Start of Records to use

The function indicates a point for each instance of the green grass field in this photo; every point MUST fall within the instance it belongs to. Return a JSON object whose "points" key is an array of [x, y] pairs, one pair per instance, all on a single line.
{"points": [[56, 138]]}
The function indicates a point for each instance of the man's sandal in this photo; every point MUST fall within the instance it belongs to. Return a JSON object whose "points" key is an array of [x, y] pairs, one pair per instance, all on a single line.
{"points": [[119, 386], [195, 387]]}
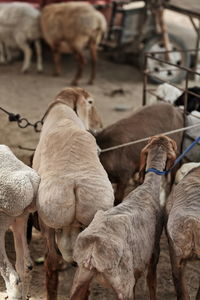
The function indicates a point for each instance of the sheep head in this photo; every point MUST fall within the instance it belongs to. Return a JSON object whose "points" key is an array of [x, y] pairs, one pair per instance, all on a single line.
{"points": [[168, 144], [83, 104]]}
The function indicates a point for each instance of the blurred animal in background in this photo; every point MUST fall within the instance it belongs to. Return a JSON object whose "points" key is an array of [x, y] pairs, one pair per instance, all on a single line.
{"points": [[70, 28], [165, 92], [193, 102], [19, 26]]}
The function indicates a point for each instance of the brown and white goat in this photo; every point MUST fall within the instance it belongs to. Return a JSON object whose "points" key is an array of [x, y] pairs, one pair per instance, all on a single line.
{"points": [[121, 164], [183, 226], [74, 184], [71, 27], [122, 243]]}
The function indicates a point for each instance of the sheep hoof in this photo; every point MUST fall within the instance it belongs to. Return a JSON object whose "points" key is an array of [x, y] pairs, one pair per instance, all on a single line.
{"points": [[91, 82], [56, 74], [40, 71], [74, 83], [24, 71]]}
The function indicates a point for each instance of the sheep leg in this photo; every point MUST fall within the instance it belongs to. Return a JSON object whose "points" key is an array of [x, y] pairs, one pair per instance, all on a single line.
{"points": [[38, 50], [2, 54], [120, 190], [10, 276], [178, 266], [93, 53], [81, 62], [81, 282], [27, 55], [56, 58], [51, 263], [24, 264], [198, 293], [151, 276]]}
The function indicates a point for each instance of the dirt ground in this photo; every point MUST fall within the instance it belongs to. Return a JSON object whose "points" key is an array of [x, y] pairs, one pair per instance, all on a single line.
{"points": [[29, 95]]}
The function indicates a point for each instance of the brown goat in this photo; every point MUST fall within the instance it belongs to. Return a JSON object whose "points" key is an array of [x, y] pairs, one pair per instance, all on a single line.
{"points": [[122, 243], [71, 27], [122, 163]]}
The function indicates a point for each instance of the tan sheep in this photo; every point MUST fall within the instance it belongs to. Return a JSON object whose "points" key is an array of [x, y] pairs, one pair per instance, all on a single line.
{"points": [[69, 28], [74, 184]]}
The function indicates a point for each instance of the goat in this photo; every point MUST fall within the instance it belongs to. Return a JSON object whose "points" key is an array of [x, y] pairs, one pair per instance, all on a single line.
{"points": [[122, 163], [69, 28], [183, 227], [19, 24], [122, 243], [73, 184], [193, 102], [19, 184]]}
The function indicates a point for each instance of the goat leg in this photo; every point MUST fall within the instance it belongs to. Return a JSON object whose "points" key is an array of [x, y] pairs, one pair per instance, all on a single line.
{"points": [[120, 190], [81, 62], [56, 58], [51, 263], [178, 266], [80, 288], [93, 53], [38, 50]]}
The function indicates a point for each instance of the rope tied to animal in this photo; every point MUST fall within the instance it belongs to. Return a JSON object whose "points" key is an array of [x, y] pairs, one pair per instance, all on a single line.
{"points": [[23, 122], [147, 138], [158, 172]]}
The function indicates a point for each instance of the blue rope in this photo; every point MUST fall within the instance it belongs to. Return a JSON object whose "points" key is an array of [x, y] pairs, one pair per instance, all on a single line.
{"points": [[176, 161]]}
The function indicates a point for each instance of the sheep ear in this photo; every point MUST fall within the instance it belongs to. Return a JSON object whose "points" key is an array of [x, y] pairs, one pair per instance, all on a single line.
{"points": [[81, 108], [143, 160], [94, 119], [171, 155]]}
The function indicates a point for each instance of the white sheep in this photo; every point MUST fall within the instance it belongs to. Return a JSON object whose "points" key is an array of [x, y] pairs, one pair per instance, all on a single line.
{"points": [[183, 227], [18, 189], [19, 25], [74, 184], [71, 27], [166, 92], [122, 243]]}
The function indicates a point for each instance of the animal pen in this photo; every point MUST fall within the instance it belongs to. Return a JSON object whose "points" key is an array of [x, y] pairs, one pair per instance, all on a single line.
{"points": [[166, 67]]}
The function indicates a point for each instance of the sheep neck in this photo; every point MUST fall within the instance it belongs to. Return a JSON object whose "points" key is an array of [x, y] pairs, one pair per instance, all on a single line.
{"points": [[156, 159]]}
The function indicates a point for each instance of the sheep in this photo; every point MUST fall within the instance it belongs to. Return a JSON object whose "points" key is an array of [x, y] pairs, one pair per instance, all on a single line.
{"points": [[122, 243], [165, 92], [69, 28], [121, 164], [19, 25], [19, 184], [73, 184], [183, 228], [184, 170]]}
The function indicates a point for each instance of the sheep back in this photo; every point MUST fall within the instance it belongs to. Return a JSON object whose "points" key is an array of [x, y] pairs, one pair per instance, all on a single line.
{"points": [[183, 225], [71, 25], [18, 22], [18, 183]]}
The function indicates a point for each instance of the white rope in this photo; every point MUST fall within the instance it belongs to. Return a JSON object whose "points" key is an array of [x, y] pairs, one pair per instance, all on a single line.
{"points": [[146, 139]]}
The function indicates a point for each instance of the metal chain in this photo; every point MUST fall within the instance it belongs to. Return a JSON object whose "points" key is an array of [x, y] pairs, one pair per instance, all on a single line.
{"points": [[147, 138], [23, 122]]}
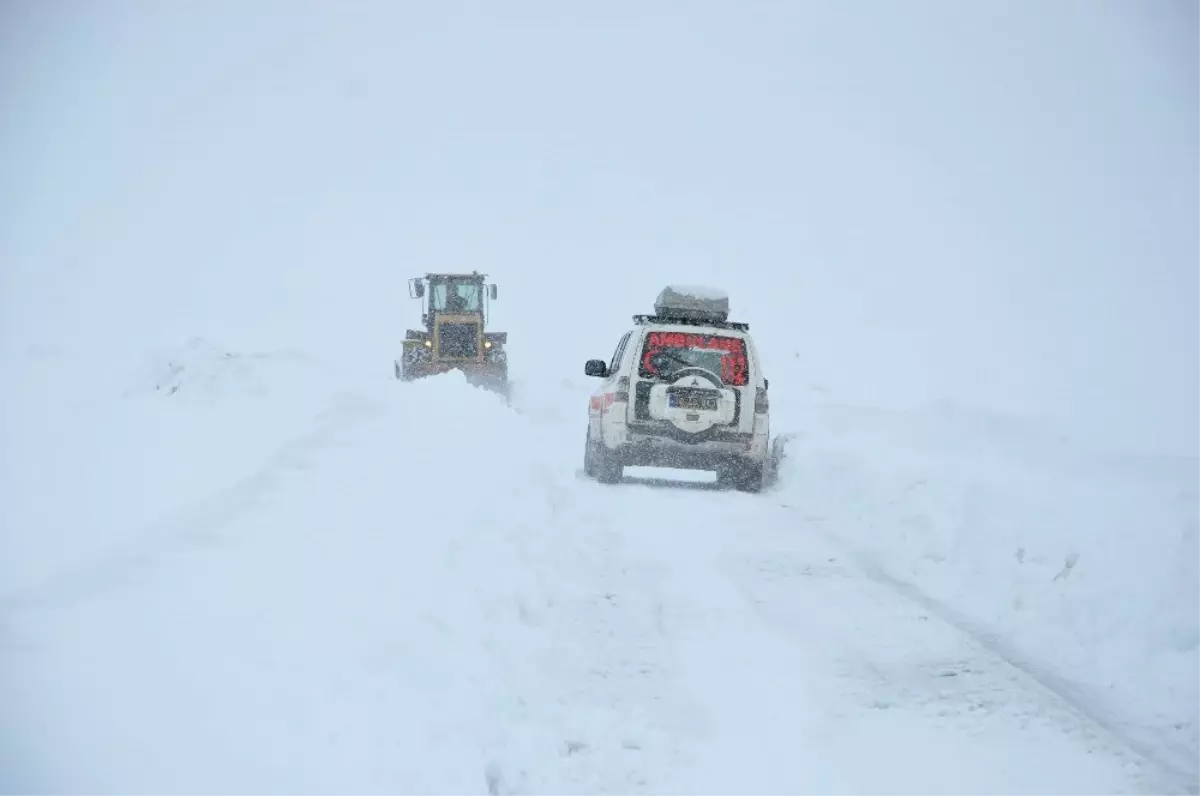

End of Records to use

▶ **Given request**
Find every line in the items above that contains the word "white", matching case exactly, and copy each of those lines.

▶ **The reply**
The function indicates a point for each instance of the brown and white goat in this photo; every point MUST fall within the instance it belongs to. Return a JSON object whose "points" key is an array of [x, y] pairs, one pair per instance, all on a single line.
The function indicates a point for each instance of the white sheep in this photo; every point MUST fall within the instance it belongs to. Return a JSON object whose "points" key is an array of [x, y] pairs, one pair per instance, all on a single line.
The function indicates a point for each instance of the white rope in this photo; every point MUST fall within the instance it belongs to. Return a JSON object whose "points" key is an array of [x, y] pairs, one pair per instance, all on a single line.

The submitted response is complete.